**GIVEN TEXT:**
Protecting the helpless
Remember hearing about the school that encouraged disabled students to fight each other in Texas? Here's another piece of the puzzle:
Nearly 270 employees were fired or suspended for abusing or neglecting residents of large, state-run institutions for the mentally disabled in Texas during the last fiscal year, according to records obtained by The Associated Press. The revelations Friday come a day after Gov. Rick Perry signed legislation aimed at improving security and oversight at the 13 institutions, known as state schools. They are home to about 4,600 residents and more than 12,000 full-time employees.
Documents obtained by the AP through an open records request show that 11 of the 268 firings or suspensions were considered serious because they involved physical or sexual abuse that caused or may have caused serious physical injury. Employees may also be fired for a violation as mild as neglecting to protect a resident with mobility problems from stumbling into a wall. "I think what the number of firings and suspensions say is we do not tolerate abuse or neglect in our state schools," said Cecilia Fedorov, a spokeswoman with the Department of Aging and Disability Services, which oversees the schools.
It was not clear Friday whether any of those fired were prosecuted. The Department of Family and Protective Services, which investigates allegations of abuse, notifies law enforcement officials about any deaths, alleged sexual assaults, serious physical injuries or incidents involving children. But the agency does not track what happens once police or sheriff's deputies get involved, spokesman Patrick Crimmins said. The Coalition of Texans with Disabilities said Perry's legislation doesn't go far enough to protect state school residents. "Why is it that residents in state schools are somehow valued less than other citizens?" asked Dennis Borel, the coalition's executive director. "This speaks to me of a widespread, systemic problem, and personally I don't believe this can be fixed."

Region pointing data:
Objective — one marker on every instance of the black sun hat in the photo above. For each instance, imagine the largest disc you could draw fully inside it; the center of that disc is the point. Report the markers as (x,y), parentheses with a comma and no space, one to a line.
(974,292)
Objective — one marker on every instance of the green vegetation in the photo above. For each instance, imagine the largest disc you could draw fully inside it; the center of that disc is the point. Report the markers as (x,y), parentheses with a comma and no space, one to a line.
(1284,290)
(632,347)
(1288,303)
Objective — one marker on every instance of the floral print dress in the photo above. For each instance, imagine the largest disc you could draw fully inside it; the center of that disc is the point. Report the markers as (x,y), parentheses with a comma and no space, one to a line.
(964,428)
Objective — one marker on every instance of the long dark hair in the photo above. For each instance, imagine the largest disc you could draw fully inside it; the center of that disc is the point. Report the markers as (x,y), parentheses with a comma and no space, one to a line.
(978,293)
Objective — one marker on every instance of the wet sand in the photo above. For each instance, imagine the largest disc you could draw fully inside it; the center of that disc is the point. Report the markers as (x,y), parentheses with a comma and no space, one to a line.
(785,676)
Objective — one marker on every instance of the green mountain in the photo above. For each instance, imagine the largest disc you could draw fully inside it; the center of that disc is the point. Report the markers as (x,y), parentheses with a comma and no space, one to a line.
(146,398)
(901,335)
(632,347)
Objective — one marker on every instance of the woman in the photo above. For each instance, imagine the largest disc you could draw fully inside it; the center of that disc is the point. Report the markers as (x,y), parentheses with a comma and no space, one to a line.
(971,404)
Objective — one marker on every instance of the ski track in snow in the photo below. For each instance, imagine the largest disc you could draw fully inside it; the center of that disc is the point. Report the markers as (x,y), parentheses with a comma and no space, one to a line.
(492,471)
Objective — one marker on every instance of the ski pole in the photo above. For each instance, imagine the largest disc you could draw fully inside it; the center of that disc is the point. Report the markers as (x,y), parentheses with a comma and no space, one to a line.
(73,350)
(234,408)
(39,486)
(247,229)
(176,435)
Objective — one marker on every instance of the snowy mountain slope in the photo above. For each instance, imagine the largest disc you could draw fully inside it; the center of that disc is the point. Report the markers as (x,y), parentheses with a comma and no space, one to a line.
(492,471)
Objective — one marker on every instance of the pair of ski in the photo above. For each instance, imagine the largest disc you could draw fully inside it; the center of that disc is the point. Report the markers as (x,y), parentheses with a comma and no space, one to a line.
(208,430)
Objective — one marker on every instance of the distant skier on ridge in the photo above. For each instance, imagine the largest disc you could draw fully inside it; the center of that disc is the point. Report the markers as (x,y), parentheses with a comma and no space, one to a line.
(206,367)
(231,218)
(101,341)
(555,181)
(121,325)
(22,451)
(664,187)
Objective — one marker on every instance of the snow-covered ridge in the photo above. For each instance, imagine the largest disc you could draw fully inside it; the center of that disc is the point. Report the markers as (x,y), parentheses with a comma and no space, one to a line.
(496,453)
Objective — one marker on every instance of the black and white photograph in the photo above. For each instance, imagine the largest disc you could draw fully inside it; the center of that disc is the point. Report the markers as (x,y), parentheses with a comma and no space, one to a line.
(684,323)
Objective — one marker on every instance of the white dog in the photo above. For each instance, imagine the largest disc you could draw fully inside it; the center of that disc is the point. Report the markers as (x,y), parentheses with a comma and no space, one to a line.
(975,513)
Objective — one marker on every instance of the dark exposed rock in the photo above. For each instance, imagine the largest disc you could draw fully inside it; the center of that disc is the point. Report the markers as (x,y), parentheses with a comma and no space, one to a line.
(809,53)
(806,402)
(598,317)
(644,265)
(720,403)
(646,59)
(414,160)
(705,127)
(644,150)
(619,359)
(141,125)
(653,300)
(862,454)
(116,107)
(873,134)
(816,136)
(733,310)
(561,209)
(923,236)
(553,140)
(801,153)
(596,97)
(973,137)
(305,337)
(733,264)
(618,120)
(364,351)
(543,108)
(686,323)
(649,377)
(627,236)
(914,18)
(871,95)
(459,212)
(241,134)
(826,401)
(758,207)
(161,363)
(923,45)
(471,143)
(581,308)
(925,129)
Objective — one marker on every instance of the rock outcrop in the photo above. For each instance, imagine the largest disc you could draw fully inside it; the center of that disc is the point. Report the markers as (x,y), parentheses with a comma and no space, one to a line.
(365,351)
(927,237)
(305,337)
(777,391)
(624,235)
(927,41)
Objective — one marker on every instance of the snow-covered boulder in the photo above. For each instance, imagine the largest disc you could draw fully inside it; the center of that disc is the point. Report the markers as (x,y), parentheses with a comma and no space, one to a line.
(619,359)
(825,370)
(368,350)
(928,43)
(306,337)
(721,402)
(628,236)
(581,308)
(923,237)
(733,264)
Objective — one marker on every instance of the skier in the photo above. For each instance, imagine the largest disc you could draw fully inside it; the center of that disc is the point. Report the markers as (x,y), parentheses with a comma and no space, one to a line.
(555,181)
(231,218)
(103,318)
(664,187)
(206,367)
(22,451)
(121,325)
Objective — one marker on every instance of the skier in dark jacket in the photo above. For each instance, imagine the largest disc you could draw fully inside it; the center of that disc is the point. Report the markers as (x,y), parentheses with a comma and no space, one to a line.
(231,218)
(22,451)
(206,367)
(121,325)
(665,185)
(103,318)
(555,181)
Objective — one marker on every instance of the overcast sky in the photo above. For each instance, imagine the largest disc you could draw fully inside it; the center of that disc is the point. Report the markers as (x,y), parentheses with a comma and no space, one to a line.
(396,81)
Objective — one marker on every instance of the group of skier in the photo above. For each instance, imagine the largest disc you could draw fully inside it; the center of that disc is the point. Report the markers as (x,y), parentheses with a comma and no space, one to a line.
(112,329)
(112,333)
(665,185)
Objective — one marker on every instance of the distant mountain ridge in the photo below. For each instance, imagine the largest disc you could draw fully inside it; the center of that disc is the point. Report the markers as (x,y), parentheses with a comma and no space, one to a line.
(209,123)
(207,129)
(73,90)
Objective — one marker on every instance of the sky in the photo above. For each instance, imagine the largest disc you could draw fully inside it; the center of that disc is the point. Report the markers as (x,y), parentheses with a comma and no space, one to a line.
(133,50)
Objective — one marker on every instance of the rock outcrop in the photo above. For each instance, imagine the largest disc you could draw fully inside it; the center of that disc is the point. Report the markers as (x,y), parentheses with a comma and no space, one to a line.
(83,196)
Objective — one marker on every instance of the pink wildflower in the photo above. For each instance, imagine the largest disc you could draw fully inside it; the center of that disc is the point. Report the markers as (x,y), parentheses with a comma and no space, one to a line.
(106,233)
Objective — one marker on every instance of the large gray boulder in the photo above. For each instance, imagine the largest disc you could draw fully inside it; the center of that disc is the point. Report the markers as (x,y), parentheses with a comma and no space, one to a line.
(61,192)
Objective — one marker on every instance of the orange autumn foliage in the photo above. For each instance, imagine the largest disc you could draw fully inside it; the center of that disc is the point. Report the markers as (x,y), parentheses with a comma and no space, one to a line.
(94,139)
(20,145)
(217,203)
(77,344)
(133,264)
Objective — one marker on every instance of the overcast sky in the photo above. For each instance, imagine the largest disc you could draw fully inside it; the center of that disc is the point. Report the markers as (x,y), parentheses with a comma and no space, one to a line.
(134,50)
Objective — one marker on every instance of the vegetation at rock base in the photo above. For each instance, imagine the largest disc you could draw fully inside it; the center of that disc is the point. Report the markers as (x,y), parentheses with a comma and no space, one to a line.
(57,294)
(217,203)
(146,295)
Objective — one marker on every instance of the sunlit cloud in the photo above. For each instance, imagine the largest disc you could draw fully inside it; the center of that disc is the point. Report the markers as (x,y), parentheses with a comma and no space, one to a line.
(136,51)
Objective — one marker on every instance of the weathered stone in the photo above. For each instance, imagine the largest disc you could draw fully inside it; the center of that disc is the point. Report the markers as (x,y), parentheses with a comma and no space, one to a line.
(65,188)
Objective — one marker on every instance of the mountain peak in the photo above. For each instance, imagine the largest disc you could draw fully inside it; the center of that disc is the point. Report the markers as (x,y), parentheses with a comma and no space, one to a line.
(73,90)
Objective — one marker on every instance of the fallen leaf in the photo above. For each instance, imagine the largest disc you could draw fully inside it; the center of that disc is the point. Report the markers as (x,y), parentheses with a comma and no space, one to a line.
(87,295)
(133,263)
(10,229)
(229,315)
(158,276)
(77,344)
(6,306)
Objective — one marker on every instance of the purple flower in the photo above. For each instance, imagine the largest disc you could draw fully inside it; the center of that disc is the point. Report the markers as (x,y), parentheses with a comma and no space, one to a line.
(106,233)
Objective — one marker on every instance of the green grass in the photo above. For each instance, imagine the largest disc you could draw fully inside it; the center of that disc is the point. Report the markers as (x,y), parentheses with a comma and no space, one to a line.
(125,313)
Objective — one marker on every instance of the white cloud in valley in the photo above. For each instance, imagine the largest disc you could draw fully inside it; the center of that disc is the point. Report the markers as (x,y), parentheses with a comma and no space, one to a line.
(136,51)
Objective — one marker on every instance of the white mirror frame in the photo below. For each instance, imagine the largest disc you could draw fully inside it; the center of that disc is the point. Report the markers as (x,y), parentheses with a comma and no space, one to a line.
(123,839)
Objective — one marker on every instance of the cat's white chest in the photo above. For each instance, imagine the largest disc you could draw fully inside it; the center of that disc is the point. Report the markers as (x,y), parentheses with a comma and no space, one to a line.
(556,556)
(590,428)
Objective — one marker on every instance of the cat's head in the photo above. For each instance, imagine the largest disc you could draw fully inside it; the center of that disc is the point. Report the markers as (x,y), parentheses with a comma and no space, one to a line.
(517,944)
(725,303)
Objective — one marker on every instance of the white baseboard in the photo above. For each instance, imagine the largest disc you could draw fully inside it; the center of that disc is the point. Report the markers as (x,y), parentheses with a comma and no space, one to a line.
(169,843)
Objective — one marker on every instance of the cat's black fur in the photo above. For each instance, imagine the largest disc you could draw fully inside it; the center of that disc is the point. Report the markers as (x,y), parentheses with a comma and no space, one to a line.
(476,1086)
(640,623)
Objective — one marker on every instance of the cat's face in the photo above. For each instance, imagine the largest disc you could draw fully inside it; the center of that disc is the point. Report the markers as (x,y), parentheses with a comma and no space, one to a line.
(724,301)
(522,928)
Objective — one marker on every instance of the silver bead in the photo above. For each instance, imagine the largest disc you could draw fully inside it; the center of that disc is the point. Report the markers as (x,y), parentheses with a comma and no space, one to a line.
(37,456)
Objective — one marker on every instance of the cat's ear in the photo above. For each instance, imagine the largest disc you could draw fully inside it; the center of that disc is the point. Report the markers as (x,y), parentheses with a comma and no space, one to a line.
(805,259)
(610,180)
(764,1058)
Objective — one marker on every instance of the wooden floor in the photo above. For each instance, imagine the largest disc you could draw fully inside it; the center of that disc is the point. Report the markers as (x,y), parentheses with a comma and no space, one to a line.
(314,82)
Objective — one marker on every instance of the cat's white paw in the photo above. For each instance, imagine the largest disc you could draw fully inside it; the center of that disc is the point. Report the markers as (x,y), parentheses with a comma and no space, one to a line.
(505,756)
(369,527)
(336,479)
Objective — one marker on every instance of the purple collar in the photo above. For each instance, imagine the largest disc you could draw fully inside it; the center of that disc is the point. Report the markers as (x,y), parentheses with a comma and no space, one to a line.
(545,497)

**LIST OF TASKS:**
1) List every person named in the article about abuse at Texas state schools.
2) From the article on Texas state schools, return the passage that begins at the words "Documents obtained by" and stops after "oversees the schools.".
3) Write the next part of the article on abuse at Texas state schools, picking up after its final sentence.

**SET OF ANSWERS:**
1) Rick Perry, Cecilia Fedorov, Patrick Crimmins, Dennis Borel

2)
Documents obtained by the AP through an open records request show that 11 of the 268 firings or suspensions were considered serious because they involved physical or sexual abuse that caused or may have caused serious physical injury. Employees may also be fired for a violation as mild as neglecting to protect a resident with mobility problems from stumbling into a wall. "I think what the number of firings and suspensions say is we do not tolerate abuse or neglect in our state schools," said Cecilia Fedorov, a spokeswoman with the Department of Aging and Disability Services, which oversees the schools.

3)
Defenders of the state schools include the Parent Association for the Retarded of Texas. Susan Payne, the organization's vice president, said her 47-year-old sister, Dianne, has been well served in the 37 years she has lived in state schools. "The medical care is unbelievable. She is alive because of the schools," Payne said. "These numbers and these reports make the places sound like hellholes, and that is just not what we see."
Perry declared state school reform a legislative emergency during the most recent session. State lawmakers reached a five-year, $112 million settlement with the Justice Department that documented widespread mistreatment of residents and alleged their civil rights were violated. The state will spend $24 million in each of the next two fiscal years to meet the terms of the settlement, which call for each school to have an independent monitor. Lawmakers also have provided funding for hiring nearly 3,000 additional employees.
The agreement resulted from a series of federal investigations that found that at least 53 deaths from September 2007 to September 2008 were from conditions the Department of Justice considered preventable, such as pneumonia, bowel obstructions or sepsis, indicating lapses in proper care. Nearly 1,100 employees have been suspended or fired in the last five fiscal years for mistreating, neglecting or abusing residents, according to state records. The fiscal 2008 figures are the most in any of those five years.
I'm sure this problem is not just limited to Texas. But what a tragedy!